*** EXCERPTED TEXT ***
Unlike ad hoc partnerships, CCIs will operate across the entire health value chain, from medical devices and pharmaceuticals to digital tech, inputs, and even cosmetics. Governance will be shared via executive committees, and intellectual property (IP) will be handled flexibly, owned by Einstein, the company, or jointly.

Rodrigo Demarch, Einstein’s executive director of innovation, said the strategy is to shorten the time-to-market. “Partners will find everything under one roof. That accelerates development and makes it significantly cheaper.”

A key pillar of the initiative is the inclusion of Brazilian companies to strengthen the country’s industrial base. Recognizing that local firms don’t have the same financial firepower as multinationals, Einstein is exploring tailored funding options. “We’re working with national banks and innovation agencies to support financing,” Demarch said.

The centers aim to serve as a “spark” for building a domestic high-tech industry. By connecting local companies to this ecosystem, Einstein hopes to reverse the brain drain of researchers who left the country due to lack of infrastructure. Each center is expected to house 10 to 20 dedicated professionals, creating high-value jobs and anchoring intellectual capital in Brazil.

To persuade global R&D headquarters to allocate resources to Brazil, Einstein is leveraging two unique assets: the country’s genetic diversity and the massive trove of health data generated by its network of 11 hospitals (nine of which are public).

“Brazil has a unique condition, an extremely heterogeneous population generating essential data for technological development,” said Demarch.

Klajner emphasized that the goal is to create solutions for the “larger population,” with applications in both private healthcare and the public Unified Health System (SUS).

“There are parts of Brazil that mirror other regions of the world. What we develop here for our diverse population will have global relevance and scale,” Klajner noted.
*** End of EXCERPTED TEXT ***
*** INFORMATION SUPPLIED ***
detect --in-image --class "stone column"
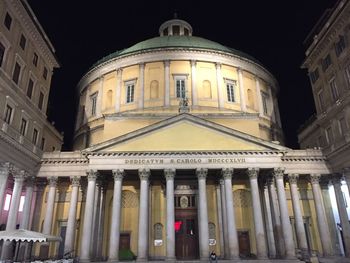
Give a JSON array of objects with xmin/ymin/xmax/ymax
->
[
  {"xmin": 288, "ymin": 174, "xmax": 309, "ymax": 257},
  {"xmin": 332, "ymin": 175, "xmax": 350, "ymax": 257},
  {"xmin": 191, "ymin": 60, "xmax": 198, "ymax": 106},
  {"xmin": 139, "ymin": 63, "xmax": 145, "ymax": 109},
  {"xmin": 222, "ymin": 169, "xmax": 239, "ymax": 260},
  {"xmin": 115, "ymin": 68, "xmax": 123, "ymax": 112},
  {"xmin": 274, "ymin": 168, "xmax": 295, "ymax": 258},
  {"xmin": 310, "ymin": 174, "xmax": 333, "ymax": 256},
  {"xmin": 237, "ymin": 68, "xmax": 247, "ymax": 111},
  {"xmin": 0, "ymin": 163, "xmax": 12, "ymax": 212},
  {"xmin": 137, "ymin": 169, "xmax": 151, "ymax": 261},
  {"xmin": 1, "ymin": 170, "xmax": 25, "ymax": 260},
  {"xmin": 215, "ymin": 63, "xmax": 224, "ymax": 108},
  {"xmin": 247, "ymin": 168, "xmax": 267, "ymax": 259},
  {"xmin": 164, "ymin": 60, "xmax": 170, "ymax": 107},
  {"xmin": 264, "ymin": 184, "xmax": 276, "ymax": 258},
  {"xmin": 196, "ymin": 168, "xmax": 209, "ymax": 260},
  {"xmin": 64, "ymin": 176, "xmax": 80, "ymax": 253},
  {"xmin": 255, "ymin": 77, "xmax": 264, "ymax": 117},
  {"xmin": 80, "ymin": 170, "xmax": 98, "ymax": 262},
  {"xmin": 220, "ymin": 179, "xmax": 230, "ymax": 259},
  {"xmin": 108, "ymin": 169, "xmax": 124, "ymax": 262},
  {"xmin": 215, "ymin": 184, "xmax": 225, "ymax": 258},
  {"xmin": 164, "ymin": 169, "xmax": 176, "ymax": 261},
  {"xmin": 267, "ymin": 177, "xmax": 285, "ymax": 257}
]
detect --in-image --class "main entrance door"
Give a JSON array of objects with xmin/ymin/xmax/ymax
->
[{"xmin": 175, "ymin": 196, "xmax": 199, "ymax": 259}]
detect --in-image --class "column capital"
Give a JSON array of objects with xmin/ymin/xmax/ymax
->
[
  {"xmin": 288, "ymin": 174, "xmax": 299, "ymax": 184},
  {"xmin": 247, "ymin": 168, "xmax": 259, "ymax": 179},
  {"xmin": 196, "ymin": 168, "xmax": 208, "ymax": 179},
  {"xmin": 164, "ymin": 169, "xmax": 176, "ymax": 181},
  {"xmin": 86, "ymin": 170, "xmax": 98, "ymax": 181},
  {"xmin": 273, "ymin": 167, "xmax": 284, "ymax": 179},
  {"xmin": 70, "ymin": 176, "xmax": 80, "ymax": 187},
  {"xmin": 139, "ymin": 169, "xmax": 151, "ymax": 180},
  {"xmin": 112, "ymin": 169, "xmax": 125, "ymax": 181},
  {"xmin": 221, "ymin": 168, "xmax": 233, "ymax": 179},
  {"xmin": 47, "ymin": 176, "xmax": 58, "ymax": 187}
]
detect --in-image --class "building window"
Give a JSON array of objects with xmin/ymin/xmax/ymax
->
[
  {"xmin": 335, "ymin": 36, "xmax": 346, "ymax": 57},
  {"xmin": 32, "ymin": 128, "xmax": 38, "ymax": 145},
  {"xmin": 175, "ymin": 78, "xmax": 186, "ymax": 99},
  {"xmin": 12, "ymin": 62, "xmax": 21, "ymax": 84},
  {"xmin": 0, "ymin": 42, "xmax": 5, "ymax": 67},
  {"xmin": 27, "ymin": 79, "xmax": 34, "ymax": 99},
  {"xmin": 321, "ymin": 54, "xmax": 332, "ymax": 71},
  {"xmin": 310, "ymin": 68, "xmax": 320, "ymax": 84},
  {"xmin": 38, "ymin": 91, "xmax": 44, "ymax": 110},
  {"xmin": 4, "ymin": 13, "xmax": 12, "ymax": 30},
  {"xmin": 226, "ymin": 82, "xmax": 236, "ymax": 102},
  {"xmin": 20, "ymin": 118, "xmax": 27, "ymax": 136},
  {"xmin": 43, "ymin": 67, "xmax": 47, "ymax": 80},
  {"xmin": 19, "ymin": 34, "xmax": 27, "ymax": 50},
  {"xmin": 90, "ymin": 92, "xmax": 97, "ymax": 116},
  {"xmin": 329, "ymin": 78, "xmax": 339, "ymax": 100},
  {"xmin": 33, "ymin": 52, "xmax": 39, "ymax": 66},
  {"xmin": 126, "ymin": 84, "xmax": 135, "ymax": 103},
  {"xmin": 4, "ymin": 104, "xmax": 13, "ymax": 124}
]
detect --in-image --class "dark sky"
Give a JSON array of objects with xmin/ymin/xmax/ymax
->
[{"xmin": 28, "ymin": 0, "xmax": 337, "ymax": 150}]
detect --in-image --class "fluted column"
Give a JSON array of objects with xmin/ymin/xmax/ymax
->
*** End of INFORMATION SUPPLIED ***
Extend the article about Einstein's innovation centers in Brazil, picking up after Klajner's remark on global relevance and scale.

▸ **WRITTEN RESPONSE**
The ecosystem will gain a physical headquarters in the second half of 2026 with the launch of Vila Einstein in Morumbi, São Paulo. One of the buildings will be dedicated exclusively to innovation, allowing R&D teams from partner companies to work side by side with Einstein’s clinicians and mentors. The ecosystem has already accelerated more than 150 startups over the past eight years.

Klajner said success will be measured not only by financial returns but also by improvements in public health. “Just as important as the economic return is the impact on population health: how these innovations will lead to better diagnoses, treatments, and adoption by SUS,” he said.

Among several technological fronts, including genomics and cell therapy, artificial intelligence is the most promising for short-term impact. “AI initiatives are likely to deliver tangible results faster,” said Demarch.

Klajner added that joining the global “innovation club” puts both Einstein and Brazil on the map for solutions tailored to developing countries, solutions that also have strong commercial appeal.

“We’re no longer just consumers. We’re creating technologies for our people that can scale globally,” he said.